● **Written instruction 1**
Copy out the rows from the line holding "like (58, 196)." through the last of the rows, inclusive, keeping every line unchanged.

● **Extracted text**
>> START

A 1955 car race tragedy becomes a forceful animation drama in Quentin Baillieux's new animation short, Le Mans 1955.
In 1955, during the 24 Hours of Le Mans, a sports car careers into the crowd and kills over 80 people. Yet the race continues until the next day.
When Belgian/French director Quentin Baillieux visited the Louvre and a 1950s car racing exhibition, he was struct by two very contradictory images: tragedy (people in a panic, a blazing inferno, bodies sprawled across the stadium), and celebration (delighted drivers celebrating their victory with champagne). Library and Internet research resulted to what would be later his Le Mans 1955, a 15-minute 3D computer animated short.
The project was originally developed with Eddy, while De Films En Aiguille came on board when financing was in place; since then, it was a joint division of labour shared weekly between Nicolas de Rosanbo (Eddy) and Carole Lambert (De Films En Aiguille).
The 24 Hours of Le Mans, 1955. 300,000 spectators are watching from the sidelines. It is 6:00 PM when Pierre Levegh’s car ploughs into the spectator stands, scattering the crowd with his car engine’s hot debris. It is a tragedy that will cost more than 80 lives. And yet, the race goes on. At Mercedes, a friend and co-pilot of Pierre Levegh’s is ready to take the relay. His name is John Fitch.

>> END

● **The input**
>> START

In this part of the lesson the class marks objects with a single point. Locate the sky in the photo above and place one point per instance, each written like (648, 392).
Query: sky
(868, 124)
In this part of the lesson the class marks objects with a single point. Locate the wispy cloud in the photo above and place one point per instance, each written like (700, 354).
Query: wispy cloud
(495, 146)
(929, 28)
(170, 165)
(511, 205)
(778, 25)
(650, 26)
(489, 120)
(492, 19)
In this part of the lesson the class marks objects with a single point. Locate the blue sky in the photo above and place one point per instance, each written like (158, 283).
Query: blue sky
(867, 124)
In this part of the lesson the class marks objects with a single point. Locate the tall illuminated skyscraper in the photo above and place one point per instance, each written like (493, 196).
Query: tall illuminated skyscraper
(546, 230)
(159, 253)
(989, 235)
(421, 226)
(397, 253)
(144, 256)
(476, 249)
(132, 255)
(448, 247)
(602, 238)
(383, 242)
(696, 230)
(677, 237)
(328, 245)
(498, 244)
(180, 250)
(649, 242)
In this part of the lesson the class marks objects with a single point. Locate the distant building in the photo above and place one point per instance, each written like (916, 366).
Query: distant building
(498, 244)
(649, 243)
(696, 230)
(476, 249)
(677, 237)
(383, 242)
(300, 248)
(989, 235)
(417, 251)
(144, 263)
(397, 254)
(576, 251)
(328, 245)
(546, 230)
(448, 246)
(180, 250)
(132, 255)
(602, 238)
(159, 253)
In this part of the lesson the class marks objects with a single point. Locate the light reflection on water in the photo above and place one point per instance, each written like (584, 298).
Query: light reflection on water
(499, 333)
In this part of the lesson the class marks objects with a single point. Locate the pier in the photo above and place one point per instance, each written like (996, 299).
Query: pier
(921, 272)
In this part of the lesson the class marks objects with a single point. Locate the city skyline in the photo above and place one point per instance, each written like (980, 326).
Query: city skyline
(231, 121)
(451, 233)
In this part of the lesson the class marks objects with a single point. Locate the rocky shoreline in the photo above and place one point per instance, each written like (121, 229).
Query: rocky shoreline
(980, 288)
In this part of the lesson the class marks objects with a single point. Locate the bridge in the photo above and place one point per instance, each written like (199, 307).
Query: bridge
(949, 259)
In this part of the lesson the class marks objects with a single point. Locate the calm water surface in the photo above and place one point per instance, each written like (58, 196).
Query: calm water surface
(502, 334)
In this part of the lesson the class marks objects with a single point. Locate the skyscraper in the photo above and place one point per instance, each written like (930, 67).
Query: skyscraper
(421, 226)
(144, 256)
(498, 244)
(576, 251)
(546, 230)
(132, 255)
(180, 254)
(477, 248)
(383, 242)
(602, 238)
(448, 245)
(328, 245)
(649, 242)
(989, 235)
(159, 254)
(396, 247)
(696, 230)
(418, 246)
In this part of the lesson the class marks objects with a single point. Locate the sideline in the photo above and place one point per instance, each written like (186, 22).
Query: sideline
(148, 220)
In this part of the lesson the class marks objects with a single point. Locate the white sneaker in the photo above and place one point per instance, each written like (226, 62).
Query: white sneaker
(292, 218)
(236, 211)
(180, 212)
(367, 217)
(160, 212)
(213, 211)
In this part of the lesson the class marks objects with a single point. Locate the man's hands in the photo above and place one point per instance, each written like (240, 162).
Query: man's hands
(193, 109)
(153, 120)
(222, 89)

>> END

● **Written instruction 2**
Carry on the piece about the animated short Le Mans 1955, starting right after its final sentence.

● **Exercise answer 1**
In this part of the lesson the class marks objects with a single point. Locate the calm water surface in the photo above and place one point per instance, each written like (58, 196).
Query: calm water surface
(502, 334)
In this part of the lesson the class marks objects with a single point. Locate the skyscraper in the photo above and place one point per instance, each written like (930, 67).
Query: skyscraper
(421, 226)
(144, 256)
(498, 244)
(576, 251)
(546, 230)
(132, 255)
(180, 254)
(477, 248)
(383, 242)
(602, 238)
(448, 245)
(328, 245)
(649, 242)
(989, 235)
(159, 254)
(396, 247)
(696, 230)
(418, 246)
In this part of the lesson the class marks objects with a single point. Locate the sideline in the photo above and place one point per instance, each written like (186, 22).
Query: sideline
(148, 220)
In this part of the lesson the class marks objects with a single point. Locate the white sneaker in the photo above and place one point per instance, each written like (226, 62).
Query: white sneaker
(292, 218)
(236, 211)
(180, 212)
(367, 217)
(160, 212)
(213, 211)
In this part of the lesson the class marks objects with a single point. Locate the man's hands in the photo above and place one point per instance, each written like (240, 162).
Query: man's hands
(193, 109)
(153, 120)
(222, 89)

● **Exercise answer 2**
For all real events notwithstanding, Le Mans 1955 has not a 'documentary' look, but a very visceral and intense feeling of helplessness and moral despair. Strongly influenced by live-action films, Elia Kazan and his famous 'method acting' was an inspiration here -and sure Kazan knew how to built up a conflict. 'For a film like Le Mans 1955' Quentin Baillieux tells Zippy Frames, ' it's all about how the characters are written, and then about the quality, the subtlety of their animation. Only then comes the directing'.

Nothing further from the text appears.